» **Description of the task**:
Note each line in the data below that holds "toyota", and copy it.

» **Dataset entries**:
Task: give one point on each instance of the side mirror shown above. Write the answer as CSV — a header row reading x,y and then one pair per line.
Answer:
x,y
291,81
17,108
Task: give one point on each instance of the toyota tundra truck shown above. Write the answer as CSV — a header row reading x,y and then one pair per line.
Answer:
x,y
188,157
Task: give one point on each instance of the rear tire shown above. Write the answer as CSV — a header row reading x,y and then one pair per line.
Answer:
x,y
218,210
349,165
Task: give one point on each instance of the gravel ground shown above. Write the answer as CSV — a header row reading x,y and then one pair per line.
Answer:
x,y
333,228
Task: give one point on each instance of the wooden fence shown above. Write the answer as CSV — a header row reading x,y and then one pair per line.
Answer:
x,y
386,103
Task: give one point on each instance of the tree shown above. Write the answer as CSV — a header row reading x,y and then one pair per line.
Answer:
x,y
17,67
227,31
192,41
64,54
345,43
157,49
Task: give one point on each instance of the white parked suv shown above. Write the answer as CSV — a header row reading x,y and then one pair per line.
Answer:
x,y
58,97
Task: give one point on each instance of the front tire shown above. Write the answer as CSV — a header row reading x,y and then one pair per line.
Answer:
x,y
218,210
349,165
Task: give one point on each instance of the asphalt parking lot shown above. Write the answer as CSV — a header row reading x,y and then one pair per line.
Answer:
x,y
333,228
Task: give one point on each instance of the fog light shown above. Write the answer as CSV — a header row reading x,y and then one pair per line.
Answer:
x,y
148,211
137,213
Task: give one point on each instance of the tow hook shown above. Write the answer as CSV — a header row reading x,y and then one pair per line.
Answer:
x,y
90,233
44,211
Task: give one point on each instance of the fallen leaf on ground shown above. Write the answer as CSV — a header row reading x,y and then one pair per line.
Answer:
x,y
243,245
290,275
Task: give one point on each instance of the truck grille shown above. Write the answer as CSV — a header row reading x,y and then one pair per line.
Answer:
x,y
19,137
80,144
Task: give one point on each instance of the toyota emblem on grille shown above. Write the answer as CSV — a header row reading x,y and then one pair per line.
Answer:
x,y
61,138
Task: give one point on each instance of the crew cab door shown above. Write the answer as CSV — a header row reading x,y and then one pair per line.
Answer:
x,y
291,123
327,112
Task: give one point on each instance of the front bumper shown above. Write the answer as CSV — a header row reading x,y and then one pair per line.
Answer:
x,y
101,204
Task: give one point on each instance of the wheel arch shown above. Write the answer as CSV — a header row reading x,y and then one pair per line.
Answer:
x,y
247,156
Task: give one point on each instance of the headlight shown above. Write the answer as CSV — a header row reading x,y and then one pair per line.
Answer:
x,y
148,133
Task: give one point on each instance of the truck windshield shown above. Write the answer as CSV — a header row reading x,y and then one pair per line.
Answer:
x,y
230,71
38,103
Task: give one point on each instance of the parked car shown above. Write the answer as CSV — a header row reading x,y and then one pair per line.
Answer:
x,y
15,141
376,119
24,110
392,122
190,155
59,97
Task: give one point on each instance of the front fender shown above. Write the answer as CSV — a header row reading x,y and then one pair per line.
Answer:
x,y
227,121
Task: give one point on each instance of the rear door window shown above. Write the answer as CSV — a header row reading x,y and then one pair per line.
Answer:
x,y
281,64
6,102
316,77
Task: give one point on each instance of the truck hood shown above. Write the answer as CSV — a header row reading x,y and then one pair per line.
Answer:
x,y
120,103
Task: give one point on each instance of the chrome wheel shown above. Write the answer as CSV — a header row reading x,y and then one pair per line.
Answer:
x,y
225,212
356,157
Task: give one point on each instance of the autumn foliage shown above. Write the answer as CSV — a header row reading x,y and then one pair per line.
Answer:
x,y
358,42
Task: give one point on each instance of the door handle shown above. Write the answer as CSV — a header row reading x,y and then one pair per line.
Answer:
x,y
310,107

» **Task output**:
Task: give one point on each instance of the toyota tundra truck shown above. Write the answer as CSV — a header row reading x,y and then one pair per line.
Task: give one point on each instance of the toyota emblem on grille shown above. Write the answer as CSV — a header row reading x,y and then one pair per line.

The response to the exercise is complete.